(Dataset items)
+++
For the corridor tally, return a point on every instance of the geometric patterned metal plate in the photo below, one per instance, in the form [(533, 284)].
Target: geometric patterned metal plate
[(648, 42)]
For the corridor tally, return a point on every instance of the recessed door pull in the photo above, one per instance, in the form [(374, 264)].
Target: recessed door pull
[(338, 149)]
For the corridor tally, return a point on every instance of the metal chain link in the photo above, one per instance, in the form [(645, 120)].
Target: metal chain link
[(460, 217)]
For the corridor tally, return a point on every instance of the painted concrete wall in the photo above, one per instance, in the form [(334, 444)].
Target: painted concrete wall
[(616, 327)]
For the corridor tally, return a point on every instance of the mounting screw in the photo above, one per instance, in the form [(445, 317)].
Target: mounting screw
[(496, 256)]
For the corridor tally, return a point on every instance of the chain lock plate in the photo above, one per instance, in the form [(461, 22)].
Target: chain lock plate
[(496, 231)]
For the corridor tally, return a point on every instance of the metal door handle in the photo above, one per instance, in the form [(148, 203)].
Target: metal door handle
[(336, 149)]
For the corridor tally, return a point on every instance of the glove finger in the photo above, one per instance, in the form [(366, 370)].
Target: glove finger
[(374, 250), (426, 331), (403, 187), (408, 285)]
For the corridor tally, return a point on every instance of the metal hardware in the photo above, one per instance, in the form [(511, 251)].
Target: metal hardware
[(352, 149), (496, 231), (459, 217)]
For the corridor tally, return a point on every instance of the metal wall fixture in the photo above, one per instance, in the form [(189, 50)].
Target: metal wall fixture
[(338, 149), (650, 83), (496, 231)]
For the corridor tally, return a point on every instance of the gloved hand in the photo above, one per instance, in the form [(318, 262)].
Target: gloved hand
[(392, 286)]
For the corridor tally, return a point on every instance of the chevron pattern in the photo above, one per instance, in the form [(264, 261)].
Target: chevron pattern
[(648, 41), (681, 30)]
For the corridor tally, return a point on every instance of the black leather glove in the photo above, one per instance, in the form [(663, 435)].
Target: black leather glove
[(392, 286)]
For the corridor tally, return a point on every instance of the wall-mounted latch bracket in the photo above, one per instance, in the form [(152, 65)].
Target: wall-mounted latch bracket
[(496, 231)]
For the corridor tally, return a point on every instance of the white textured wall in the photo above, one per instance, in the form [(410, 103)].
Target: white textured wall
+++
What is required — Recast each line of the dataset items above as a numbered list, one entry per line, and omit any blank lines.

Solution to this exercise —
1. For the corridor tally, return a point on every instance of the geometric patterned metal plate in the photo below, one per instance, in the form [(533, 284)].
2. Target: geometric patterned metal plate
3. [(648, 42)]
4. For the corridor tally, return a point on every instance of the recessed door pull in the photo above, one per instance, in the form [(374, 264)].
5. Target: recessed door pull
6. [(338, 149)]
7. For the corridor tally, return a point on every instance of the metal chain link in the photo above, one per instance, in the form [(645, 120)].
8. Target: metal chain link
9. [(460, 217)]
10. For the corridor tally, return a point on every instance of the painted concrete wall in the photo above, one per instance, in the form [(334, 444)].
11. Target: painted concrete wall
12. [(616, 327)]
13. For the corridor tally, return a point on every instance of the mounting screw in the photo above, one per instance, in the form [(445, 317)].
14. Target: mounting screw
15. [(496, 256)]
16. For the corridor tally, return a point on every instance of the chain lock plate in the photo above, one per instance, in the form [(461, 22)].
17. Target: chain lock plate
18. [(496, 231)]
19. For the corridor tally, return a point on every instance of the metal door handle in the photo above, one per instance, in the form [(148, 203)].
20. Target: metal door handle
21. [(336, 149)]
22. For the corridor tally, return a point on every instance of the glove finger in the photo above, one per instance, in the form [(366, 370)].
23. Target: glove finger
24. [(374, 250), (426, 331), (403, 187), (408, 285)]
25. For the corridor tally, return a point on every instance of the metal hardware in the photo above, one per instance, in the form [(511, 251)].
26. Target: metal hardware
27. [(352, 149), (496, 231), (459, 217)]
28. For the corridor tally, return a point on every instance of the metal wall fixture in the photo above, one per instance, in the form [(189, 50)].
29. Target: metal wall fixture
30. [(338, 149), (650, 83), (496, 231)]
31. For the corridor tally, return a point on every instance of the gloved hand in the photo above, one per instance, in the form [(318, 262)].
32. Target: gloved hand
33. [(392, 286)]
34. For the corridor tally, return a point on every instance of the chevron pattern in the photo above, one per instance, in the form [(264, 261)].
35. Target: chevron pattern
36. [(648, 41), (681, 30)]
37. For the corridor tally, return a point on every instance of the black leather glove in the photo above, one per instance, in the form [(663, 435)].
38. Target: black leather glove
39. [(392, 286)]
40. For the corridor tally, return a point on every instance of the wall-mounted latch bracket in the photo above, one per instance, in the form [(152, 65)].
41. Target: wall-mounted latch bracket
42. [(496, 231)]
43. For the corridor tally, return a point on every instance of the white textured wall in the photo above, one per instance, in the form [(410, 103)].
44. Target: white textured wall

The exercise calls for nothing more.